— BEGIN —
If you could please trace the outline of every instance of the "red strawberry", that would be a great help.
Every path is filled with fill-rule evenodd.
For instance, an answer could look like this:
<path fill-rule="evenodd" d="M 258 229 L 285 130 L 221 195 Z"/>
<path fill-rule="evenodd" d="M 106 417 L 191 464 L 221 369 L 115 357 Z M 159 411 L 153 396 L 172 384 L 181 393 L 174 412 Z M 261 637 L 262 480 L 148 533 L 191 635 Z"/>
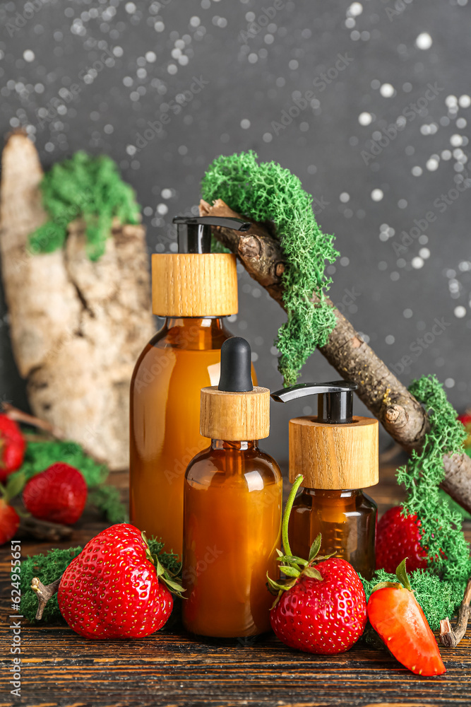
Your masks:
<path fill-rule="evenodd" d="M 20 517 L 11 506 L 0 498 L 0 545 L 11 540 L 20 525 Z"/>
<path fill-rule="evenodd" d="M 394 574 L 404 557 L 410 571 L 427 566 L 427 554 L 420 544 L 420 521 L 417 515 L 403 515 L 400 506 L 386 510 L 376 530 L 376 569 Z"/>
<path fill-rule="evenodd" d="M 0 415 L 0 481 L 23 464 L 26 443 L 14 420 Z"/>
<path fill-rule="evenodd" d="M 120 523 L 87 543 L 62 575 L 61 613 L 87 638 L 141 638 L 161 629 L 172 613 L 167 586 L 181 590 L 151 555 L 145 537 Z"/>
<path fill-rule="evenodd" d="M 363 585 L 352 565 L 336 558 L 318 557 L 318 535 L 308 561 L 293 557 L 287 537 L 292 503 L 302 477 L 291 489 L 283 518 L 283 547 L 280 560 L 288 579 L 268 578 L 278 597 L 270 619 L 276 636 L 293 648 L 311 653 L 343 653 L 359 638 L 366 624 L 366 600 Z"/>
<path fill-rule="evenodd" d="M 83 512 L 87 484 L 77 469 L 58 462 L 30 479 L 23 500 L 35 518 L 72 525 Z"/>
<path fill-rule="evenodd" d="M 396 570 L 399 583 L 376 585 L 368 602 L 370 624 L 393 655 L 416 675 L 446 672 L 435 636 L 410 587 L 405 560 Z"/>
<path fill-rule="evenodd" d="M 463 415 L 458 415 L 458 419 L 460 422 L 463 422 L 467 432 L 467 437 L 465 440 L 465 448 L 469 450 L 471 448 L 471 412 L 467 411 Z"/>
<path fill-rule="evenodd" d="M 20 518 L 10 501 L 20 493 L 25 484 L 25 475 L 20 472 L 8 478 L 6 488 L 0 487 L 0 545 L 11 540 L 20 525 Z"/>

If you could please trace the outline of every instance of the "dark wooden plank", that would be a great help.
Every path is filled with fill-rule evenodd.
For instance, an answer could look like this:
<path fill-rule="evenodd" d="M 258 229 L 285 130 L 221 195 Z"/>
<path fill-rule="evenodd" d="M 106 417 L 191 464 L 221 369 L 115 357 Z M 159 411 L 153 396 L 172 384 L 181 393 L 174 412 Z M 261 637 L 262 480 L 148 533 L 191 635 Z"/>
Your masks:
— END —
▶ [JOB] Copy all of the material above verbatim, but leave the pictures out.

▶ [FULL ANSWER]
If you could please trace the outline of every instance of the "red strawberry", that would be a great help.
Every path is filled with fill-rule evenodd.
For instance, an answer could look like this:
<path fill-rule="evenodd" d="M 258 229 L 285 130 L 221 195 Z"/>
<path fill-rule="evenodd" d="M 106 417 L 191 464 L 221 369 L 115 357 Z M 159 411 L 153 396 L 172 384 L 181 393 L 174 412 Z M 261 637 L 262 480 L 148 533 L 191 635 Z"/>
Your masks:
<path fill-rule="evenodd" d="M 20 517 L 11 506 L 0 498 L 0 545 L 11 540 L 20 525 Z"/>
<path fill-rule="evenodd" d="M 394 574 L 404 557 L 410 571 L 427 566 L 427 554 L 420 544 L 420 521 L 417 515 L 403 515 L 400 506 L 386 510 L 376 530 L 376 569 Z"/>
<path fill-rule="evenodd" d="M 0 415 L 0 481 L 23 464 L 26 443 L 14 420 Z"/>
<path fill-rule="evenodd" d="M 120 523 L 87 543 L 62 575 L 61 613 L 87 638 L 141 638 L 161 629 L 172 613 L 167 586 L 181 590 L 151 555 L 145 537 Z"/>
<path fill-rule="evenodd" d="M 363 585 L 352 565 L 336 558 L 318 557 L 318 535 L 308 561 L 293 557 L 287 537 L 292 503 L 302 477 L 291 489 L 283 518 L 283 547 L 280 560 L 288 579 L 268 578 L 278 597 L 270 619 L 276 636 L 293 648 L 311 653 L 343 653 L 359 638 L 366 624 L 366 600 Z"/>
<path fill-rule="evenodd" d="M 83 512 L 87 484 L 77 469 L 58 462 L 30 479 L 23 500 L 35 518 L 72 525 Z"/>
<path fill-rule="evenodd" d="M 396 570 L 399 583 L 376 585 L 368 602 L 370 624 L 393 655 L 416 675 L 446 672 L 435 636 L 410 587 L 405 560 Z"/>
<path fill-rule="evenodd" d="M 463 415 L 458 415 L 458 419 L 460 422 L 463 422 L 467 432 L 467 437 L 465 440 L 465 448 L 469 450 L 471 448 L 471 412 L 467 411 Z"/>
<path fill-rule="evenodd" d="M 20 518 L 10 501 L 20 493 L 25 484 L 25 475 L 20 472 L 8 478 L 6 488 L 0 487 L 0 545 L 11 540 L 20 525 Z"/>

If you could please trace the outline of every instance of the "dark wooden plank", that would be a great help.
Every path is filled with fill-rule evenodd.
For instance, an answer could look like this:
<path fill-rule="evenodd" d="M 258 229 L 285 130 L 221 195 Z"/>
<path fill-rule="evenodd" d="M 106 417 L 191 464 L 221 369 L 115 357 Z M 159 411 L 153 396 L 172 384 L 181 393 L 174 412 Z M 261 637 L 262 480 L 148 533 L 191 635 Z"/>
Your masks:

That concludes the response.